Excerpt:
## start

[comp.arch] 32-bit CPUs

rwa@auvax.UUCP (Ross Alexander) (05/09/87)

In article <4016@necntc.NEC.COM>, pec@necntc.NEC.COM (Paul Cohen) writes:
> 		_______________________________________________
> 		| struct sttyp {
> 		|	unsigned first, second, third;
> 		|	struct sttyp *fourth;
> 		|	double fifth, a,b,c,d,e;} *stru
> C code:		|
> 		|
> 		| stru->fourth->fourth->third = 2;
> 		|==============================================
> 		| mov.w _stru+0xc,r0	# &(stru->fourth) in R0
> Assembly Code:	|
> 		| mov.w #2,0x8[0xc[r0]]	# stru->fourth->
> 		|			#    fourth->third = 2;
> 		|______________________________________________
> No doubt about it, the V70 is a complex chip; it is also fast.  It packs 
> a great deal of functionality to provide high performance at a reasonable 
> cost in a real system.  


I don't want to rain on anybody's parade, especially on such tenuous
evidence as this...  but how often do you, dear reader, write
'w->x->x->z = 2;' ?  perhaps not very often ?  Or another way of
phrasing this might be:  "your machine is a _h*ll_ of a lot smarter
than I am !".  Now quite honestly, I am no great screaming h*ll as far
as brains go (you may quote me on that :-} ) but the example has a
contrived feel to it; perhaps some statistical analysis of C
frequencies (i.e., real usage) would be apropos in justifiying the
significance of the above ?  

But I would love to believe that new horizons of speed and efficiency are
just waiting for me!  please don't take the above mild reproof as a wild
flame.  I just want to hear some real, informed, constructive information
on the chip.  And your information is very tantalizing.  It's just
not very significant, and that bothers me.

...!ihnp4!alberta!auvax!rwa		Ross Alexander, Athabasca University

snappy quote: (very roughly) "the set of all sets is disallowed"
(Russel, Lord Whitehead);  "oh, really ?!" (Kurt Goedel).

[ I don't claim to understand the above, my cats did it... I wish I did ]

tyler@drivax.UUCP (William Tyler) (05/11/87)

In article <162@auvax.UUCP> rwa@auvax.UUCP (Ross Alexander) criticizes the
following example C code & V60/V70 implementation as being contrived.

 >> 		_______________________________________________
 >> 		| struct sttyp {
 >> 		|	unsigned first, second, third;
 >> 		|	struct sttyp *fourth;
 >> 		|	double fifth, a,b,c,d,e;} *stru
 >> C code:	|
 >> 		|
 >> 		| stru->fourth->fourth->third = 2;
 >> 		|==============================================
 >> 		| mov.w _stru+0xc,r0	# &(stru->fourth) in R0
 >> Assembly:	|
 >> 		| mov.w #2,0x8[0xc[r0]]	# stru->fourth->
 >> 		|			#    fourth->third = 2;
 >> 		|______________________________________________


In programs dealing with complex data structures, this sort of construction 
comes up fairly often.  Just as an exercise, I used egrep on one modest sized
(about 1K lines) C program of mine that deals primarily with data structure
manipulation.  I came up with 2 pages of lines that contained '->' at least
three times, most of them in constructs roughly equivalent to the example
above.  In the context of the application, the usages were not contrived, 
nor were they particularly difficult to understand.

## end

Provided information:

## start

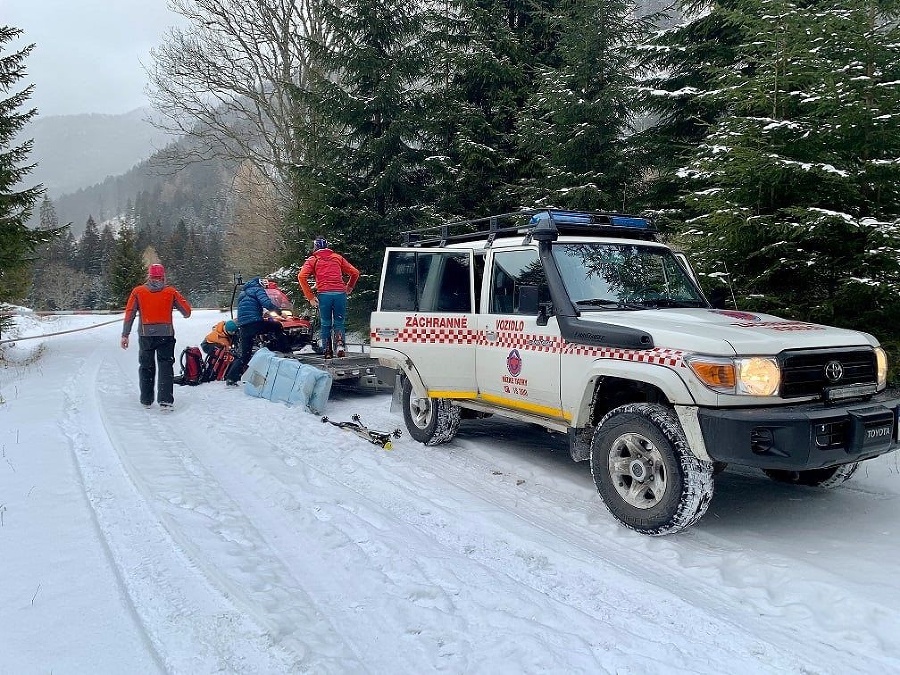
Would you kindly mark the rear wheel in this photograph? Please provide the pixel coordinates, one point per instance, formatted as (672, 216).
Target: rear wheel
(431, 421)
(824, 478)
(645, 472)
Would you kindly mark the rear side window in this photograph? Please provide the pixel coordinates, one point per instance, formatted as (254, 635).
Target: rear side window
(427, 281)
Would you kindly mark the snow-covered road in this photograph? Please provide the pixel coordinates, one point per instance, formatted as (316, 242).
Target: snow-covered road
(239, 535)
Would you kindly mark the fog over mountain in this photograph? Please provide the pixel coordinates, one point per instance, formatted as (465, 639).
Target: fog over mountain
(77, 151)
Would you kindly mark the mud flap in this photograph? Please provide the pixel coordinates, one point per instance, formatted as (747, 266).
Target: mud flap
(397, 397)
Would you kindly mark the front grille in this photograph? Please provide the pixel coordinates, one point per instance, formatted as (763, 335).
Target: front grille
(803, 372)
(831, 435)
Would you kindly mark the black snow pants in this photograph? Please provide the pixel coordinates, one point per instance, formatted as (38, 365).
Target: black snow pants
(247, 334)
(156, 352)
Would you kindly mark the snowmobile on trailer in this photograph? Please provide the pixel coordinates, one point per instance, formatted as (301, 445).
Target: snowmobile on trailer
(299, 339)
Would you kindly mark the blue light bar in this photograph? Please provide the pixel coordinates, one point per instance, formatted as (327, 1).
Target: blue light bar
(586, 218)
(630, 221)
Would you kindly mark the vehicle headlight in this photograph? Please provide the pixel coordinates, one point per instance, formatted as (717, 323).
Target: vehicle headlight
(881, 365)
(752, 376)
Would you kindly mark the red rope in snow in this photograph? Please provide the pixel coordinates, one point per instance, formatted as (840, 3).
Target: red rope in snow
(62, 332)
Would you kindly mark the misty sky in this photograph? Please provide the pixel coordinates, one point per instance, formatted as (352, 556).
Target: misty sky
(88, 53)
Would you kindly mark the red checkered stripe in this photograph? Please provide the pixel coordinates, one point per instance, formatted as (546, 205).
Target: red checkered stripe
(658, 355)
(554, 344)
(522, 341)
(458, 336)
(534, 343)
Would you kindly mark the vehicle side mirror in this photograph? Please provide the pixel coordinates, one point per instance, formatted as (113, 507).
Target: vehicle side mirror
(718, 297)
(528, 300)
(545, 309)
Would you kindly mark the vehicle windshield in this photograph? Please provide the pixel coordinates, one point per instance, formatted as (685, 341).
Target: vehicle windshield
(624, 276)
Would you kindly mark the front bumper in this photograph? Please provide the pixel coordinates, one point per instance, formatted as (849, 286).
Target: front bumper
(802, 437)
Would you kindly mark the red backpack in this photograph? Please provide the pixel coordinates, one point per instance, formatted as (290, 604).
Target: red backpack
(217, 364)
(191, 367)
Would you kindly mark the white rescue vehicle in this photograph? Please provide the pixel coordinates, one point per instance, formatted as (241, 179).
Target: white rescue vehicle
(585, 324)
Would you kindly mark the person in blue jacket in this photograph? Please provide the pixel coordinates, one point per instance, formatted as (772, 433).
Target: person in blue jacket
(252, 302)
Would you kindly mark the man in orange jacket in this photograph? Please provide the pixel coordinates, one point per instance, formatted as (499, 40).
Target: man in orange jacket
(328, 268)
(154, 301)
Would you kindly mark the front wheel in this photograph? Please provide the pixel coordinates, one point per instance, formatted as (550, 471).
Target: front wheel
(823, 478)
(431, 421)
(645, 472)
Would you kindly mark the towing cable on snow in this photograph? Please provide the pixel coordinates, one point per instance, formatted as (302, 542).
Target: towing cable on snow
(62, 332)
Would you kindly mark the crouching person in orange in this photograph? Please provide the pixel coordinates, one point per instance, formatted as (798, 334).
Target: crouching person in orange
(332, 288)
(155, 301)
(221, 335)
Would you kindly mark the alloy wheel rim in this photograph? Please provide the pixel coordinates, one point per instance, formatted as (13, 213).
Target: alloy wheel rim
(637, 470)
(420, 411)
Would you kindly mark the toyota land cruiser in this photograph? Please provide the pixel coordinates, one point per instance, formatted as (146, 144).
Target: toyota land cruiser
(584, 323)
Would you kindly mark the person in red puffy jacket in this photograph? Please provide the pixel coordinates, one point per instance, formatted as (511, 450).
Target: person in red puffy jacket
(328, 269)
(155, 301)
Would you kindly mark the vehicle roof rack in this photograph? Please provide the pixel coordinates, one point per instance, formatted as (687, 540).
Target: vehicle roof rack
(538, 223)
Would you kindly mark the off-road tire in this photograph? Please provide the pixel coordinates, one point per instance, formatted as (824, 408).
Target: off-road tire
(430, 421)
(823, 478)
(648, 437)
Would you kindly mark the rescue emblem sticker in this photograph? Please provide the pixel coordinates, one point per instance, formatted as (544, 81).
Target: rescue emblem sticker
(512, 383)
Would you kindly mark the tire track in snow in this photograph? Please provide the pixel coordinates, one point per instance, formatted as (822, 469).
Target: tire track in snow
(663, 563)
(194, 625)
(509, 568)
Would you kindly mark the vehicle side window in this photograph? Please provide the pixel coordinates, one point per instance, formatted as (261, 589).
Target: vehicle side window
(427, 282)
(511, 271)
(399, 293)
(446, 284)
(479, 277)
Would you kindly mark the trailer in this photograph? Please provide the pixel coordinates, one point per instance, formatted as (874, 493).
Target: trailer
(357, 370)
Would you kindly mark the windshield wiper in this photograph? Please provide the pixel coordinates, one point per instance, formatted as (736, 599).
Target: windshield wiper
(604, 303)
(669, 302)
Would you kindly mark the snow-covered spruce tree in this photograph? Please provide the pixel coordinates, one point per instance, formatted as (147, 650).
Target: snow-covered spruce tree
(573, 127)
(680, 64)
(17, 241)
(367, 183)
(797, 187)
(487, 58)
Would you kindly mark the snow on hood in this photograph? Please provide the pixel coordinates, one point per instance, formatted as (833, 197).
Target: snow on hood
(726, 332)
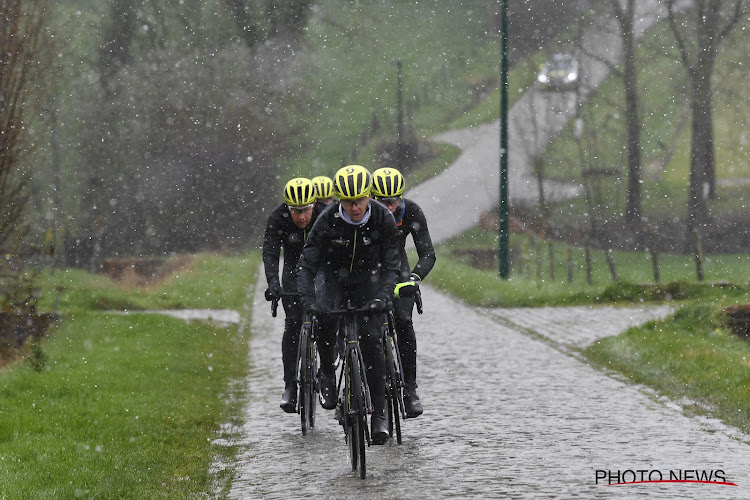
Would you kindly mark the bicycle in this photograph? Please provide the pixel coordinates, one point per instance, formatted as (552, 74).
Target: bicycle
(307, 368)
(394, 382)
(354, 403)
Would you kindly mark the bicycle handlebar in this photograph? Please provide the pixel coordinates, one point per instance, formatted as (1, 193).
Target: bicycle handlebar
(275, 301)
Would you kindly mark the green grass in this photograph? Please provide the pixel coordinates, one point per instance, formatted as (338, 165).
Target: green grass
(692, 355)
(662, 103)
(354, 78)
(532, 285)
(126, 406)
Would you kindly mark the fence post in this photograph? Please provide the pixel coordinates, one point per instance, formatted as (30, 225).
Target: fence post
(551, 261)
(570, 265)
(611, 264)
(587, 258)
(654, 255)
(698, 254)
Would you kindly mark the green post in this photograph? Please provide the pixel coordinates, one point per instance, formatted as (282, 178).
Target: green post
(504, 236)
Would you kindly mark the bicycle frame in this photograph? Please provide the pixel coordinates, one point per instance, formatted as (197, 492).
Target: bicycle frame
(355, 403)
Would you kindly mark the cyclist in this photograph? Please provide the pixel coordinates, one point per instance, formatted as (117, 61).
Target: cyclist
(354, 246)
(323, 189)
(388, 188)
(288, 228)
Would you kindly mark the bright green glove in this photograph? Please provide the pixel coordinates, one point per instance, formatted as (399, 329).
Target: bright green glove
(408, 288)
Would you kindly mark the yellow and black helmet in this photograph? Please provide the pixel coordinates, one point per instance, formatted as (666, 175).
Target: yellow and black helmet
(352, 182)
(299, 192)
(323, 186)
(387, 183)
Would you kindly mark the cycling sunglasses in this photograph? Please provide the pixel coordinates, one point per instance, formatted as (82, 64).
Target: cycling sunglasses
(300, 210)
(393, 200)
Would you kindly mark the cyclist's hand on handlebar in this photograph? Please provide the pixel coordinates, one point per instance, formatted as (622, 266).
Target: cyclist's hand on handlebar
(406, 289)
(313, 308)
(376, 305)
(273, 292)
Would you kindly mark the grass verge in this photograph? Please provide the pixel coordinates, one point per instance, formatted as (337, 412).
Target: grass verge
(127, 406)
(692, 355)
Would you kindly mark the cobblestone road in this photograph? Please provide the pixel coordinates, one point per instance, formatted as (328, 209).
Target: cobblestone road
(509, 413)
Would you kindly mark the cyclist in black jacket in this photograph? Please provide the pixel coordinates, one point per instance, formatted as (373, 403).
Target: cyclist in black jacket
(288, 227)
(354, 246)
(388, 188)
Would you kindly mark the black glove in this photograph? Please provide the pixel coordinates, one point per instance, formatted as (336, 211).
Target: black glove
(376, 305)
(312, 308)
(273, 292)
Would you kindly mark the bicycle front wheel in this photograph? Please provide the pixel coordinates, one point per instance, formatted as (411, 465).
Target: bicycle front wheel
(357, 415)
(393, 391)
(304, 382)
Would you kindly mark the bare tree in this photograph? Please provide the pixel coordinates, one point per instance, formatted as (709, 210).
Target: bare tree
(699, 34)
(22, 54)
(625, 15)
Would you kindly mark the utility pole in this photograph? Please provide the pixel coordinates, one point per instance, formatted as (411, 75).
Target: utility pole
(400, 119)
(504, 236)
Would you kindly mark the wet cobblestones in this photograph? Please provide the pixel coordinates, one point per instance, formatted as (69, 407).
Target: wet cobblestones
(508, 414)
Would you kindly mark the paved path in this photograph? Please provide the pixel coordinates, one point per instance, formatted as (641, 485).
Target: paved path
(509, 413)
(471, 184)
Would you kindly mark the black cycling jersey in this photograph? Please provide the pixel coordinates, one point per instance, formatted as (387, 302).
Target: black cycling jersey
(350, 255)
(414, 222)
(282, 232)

## end

Required work: Copy the 32-bit CPUs thread from "[ I don't claim" to "as being contrived.".

Result for this exercise:
[ I don't claim to understand the above, my cats did it... I wish I did ]

tyler@drivax.UUCP (William Tyler) (05/11/87)

In article <162@auvax.UUCP> rwa@auvax.UUCP (Ross Alexander) criticizes the
following example C code & V60/V70 implementation as being contrived.